Data Center Operations Manager - Europe Remote
FluidStack
About Fluidstack
Fluidstack is the AI Cloud Platform. We build GPU supercomputers for top AI labs, governments, and enterprises. Our customers include Mistral, Poolside, Black Forest Labs, Meta, and more.
Our team is highly motivated, and focused on providing a world class supercomputing experience. We put our customers first in everything we do, working hard to not just win the sale, but to win repeated business and customer referrals.
We hold ourselves and each other to high standards. We expect you to care deeply about the work you do, the products you build, and the experience our customers have in every interaction with us.
You must work hard, take ownership from inception to delivery, and approach every problem with an open mind and a positive attitude. We value effectiveness, competence, and a growth mindset.
About the Role
We’re looking for a Data Center Operations Manager to manage the ongoing operational performance of Fluidstack owned and operated GPU clusters. This is a “player-coach” role with both oversight and hands-on responsibilities, focused on ensuring the availability and performance of our data center infrastructure.
You’ll be the owner of everything that lives within our data centers, managing our Data Center Operations team as well as third parties, from installation through ongoing maintenance and coordinating upgrades. Your primary responsibility is to ensure the continuous and efficient operation of the data center by managing on-site technicians and third-party vendors, creating and maintaining operational procedures, diagnosing issues, and providing hands-on technical support when higher-level intervention is required. This role is ideal for individuals who excel in environments that demand both operational discipline and the ability to navigate complex, technical challenges.
Focus
Ensuring high availability of our GPU infrastructure.
Manage onsite team of data center technicians and third party vendors in daily operations, including server maintenance, equipment installation, and troubleshooting.
Respond to and resolve technical issues and emergencies in a timely manner, ensuring minimal downtime and disruption.
Act as interface between FDEs and onsite team to ensure fast, effective technical remediation and incident resolution.
Undertake regular data center maintenance, performing inspections and audits of equipment to maintain optimal performance and reliability.

■ DATA EXTRACTS ■
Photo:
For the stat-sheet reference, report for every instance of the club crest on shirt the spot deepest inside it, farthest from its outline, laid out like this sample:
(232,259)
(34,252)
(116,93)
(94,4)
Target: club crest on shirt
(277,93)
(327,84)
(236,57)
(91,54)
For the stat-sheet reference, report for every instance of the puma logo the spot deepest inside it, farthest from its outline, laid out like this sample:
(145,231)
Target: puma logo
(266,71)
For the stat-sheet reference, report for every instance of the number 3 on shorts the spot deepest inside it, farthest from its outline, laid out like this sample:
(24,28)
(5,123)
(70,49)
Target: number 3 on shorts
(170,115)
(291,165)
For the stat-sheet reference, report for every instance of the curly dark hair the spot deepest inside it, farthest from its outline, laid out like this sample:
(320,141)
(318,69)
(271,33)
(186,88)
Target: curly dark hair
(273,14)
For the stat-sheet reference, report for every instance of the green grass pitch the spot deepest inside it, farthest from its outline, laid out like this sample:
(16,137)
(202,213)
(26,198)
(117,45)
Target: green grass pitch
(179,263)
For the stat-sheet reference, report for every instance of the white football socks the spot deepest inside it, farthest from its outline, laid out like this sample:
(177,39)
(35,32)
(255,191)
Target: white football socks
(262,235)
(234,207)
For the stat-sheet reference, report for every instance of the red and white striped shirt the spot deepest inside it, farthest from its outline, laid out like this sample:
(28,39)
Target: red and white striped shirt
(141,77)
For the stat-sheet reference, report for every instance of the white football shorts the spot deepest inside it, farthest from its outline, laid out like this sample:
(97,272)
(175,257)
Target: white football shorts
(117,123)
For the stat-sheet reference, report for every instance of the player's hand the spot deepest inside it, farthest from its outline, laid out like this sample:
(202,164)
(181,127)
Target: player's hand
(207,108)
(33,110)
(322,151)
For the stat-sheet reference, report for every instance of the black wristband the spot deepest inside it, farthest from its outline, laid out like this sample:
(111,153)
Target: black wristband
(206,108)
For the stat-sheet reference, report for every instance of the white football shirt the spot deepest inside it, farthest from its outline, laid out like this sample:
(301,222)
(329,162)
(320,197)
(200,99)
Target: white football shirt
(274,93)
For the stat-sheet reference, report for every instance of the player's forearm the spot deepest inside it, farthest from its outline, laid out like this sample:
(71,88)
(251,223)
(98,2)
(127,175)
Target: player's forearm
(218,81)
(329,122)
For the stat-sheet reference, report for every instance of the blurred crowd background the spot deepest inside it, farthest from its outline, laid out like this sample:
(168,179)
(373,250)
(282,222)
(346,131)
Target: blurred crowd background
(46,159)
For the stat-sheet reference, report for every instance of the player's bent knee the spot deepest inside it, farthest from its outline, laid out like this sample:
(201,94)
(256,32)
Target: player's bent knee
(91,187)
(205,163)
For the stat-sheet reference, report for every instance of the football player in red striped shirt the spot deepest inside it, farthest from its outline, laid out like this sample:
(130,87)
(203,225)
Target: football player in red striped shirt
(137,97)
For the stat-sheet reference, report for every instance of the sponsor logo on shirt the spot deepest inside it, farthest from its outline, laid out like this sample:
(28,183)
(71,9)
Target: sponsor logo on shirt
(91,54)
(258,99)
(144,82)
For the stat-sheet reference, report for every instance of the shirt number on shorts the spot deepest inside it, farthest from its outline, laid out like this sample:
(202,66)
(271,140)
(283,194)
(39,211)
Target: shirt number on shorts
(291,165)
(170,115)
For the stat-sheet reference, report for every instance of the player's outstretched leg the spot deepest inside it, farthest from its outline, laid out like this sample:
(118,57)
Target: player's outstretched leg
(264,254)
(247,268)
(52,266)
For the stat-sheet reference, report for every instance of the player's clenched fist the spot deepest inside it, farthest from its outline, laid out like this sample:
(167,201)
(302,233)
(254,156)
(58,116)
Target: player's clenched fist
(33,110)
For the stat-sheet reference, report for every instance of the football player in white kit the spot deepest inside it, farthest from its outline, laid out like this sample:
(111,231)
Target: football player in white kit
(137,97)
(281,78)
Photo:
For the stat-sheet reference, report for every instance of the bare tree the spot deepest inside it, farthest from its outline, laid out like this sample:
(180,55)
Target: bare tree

■ EXERCISE REQUIREMENTS ■
(A) Return the part of the data center operations job posting starting at "Manage onsite team" and ending at "performance and reliability.".
(B) Write the next part of the data center operations job posting, picking up after its last line.
The rows have no connection to the data center operations job posting.

■ REPLIES ■
(A)
Manage onsite team of data center technicians and third party vendors in daily operations, including server maintenance, equipment installation, and troubleshooting.
Respond to and resolve technical issues and emergencies in a timely manner, ensuring minimal downtime and disruption.
Act as interface between FDEs and onsite team to ensure fast, effective technical remediation and incident resolution.
Undertake regular data center maintenance, performing inspections and audits of equipment to maintain optimal performance and reliability.

(B)
Proactively manage infrastructure by defining and continuously improving standard operating procedures (SOPs) for routine data center maintenance.
Manage third-party hardware vendors, including initiating and coordinating the RMA process.
Available to travel to various locations in the US and Europe on short notice and potentially for extended periods when on-site support requires elevated, hands-on expertise.
About You
5+ years experience in data center operations.
Proven ability to lead remote teams and manage vendors.
In-depth knowledge of data center infrastructure, including servers, networking equipment, and cooling systems.
Capable of training on-site datacenter technicians to perform routine physical maintenance.
Capable of remotely diagnosing hardware issues using common Linux and OOB utilities (dmesg, journalctl, dmidecode, lspci, mcelog, dcgmi, nvidia-smi, RedFish, IPMI, etc).
Familiar with common inventory management systems (e.g. NetBox).
Strong communication and organizational skills.
Willing to travel internationally on short notice, based onsite for extended periods as required.
Nice to haves
Strong troubleshooting skills and the ability to quickly diagnose and resolve technical issues
Experience with data center management tools and software
Strong time management, communication and interpersonal skills, with the ability to manage a team
Benefits
Competitive total compensation package (cash + equity).
Retirement or pension plan, in line with local norms.
Health, dental, and vision insurance.
Generous PTO policy, in line with local norms.
Fluidstack is remote first, but has offices in key hubs. For all other locations, we provide access to WeWork.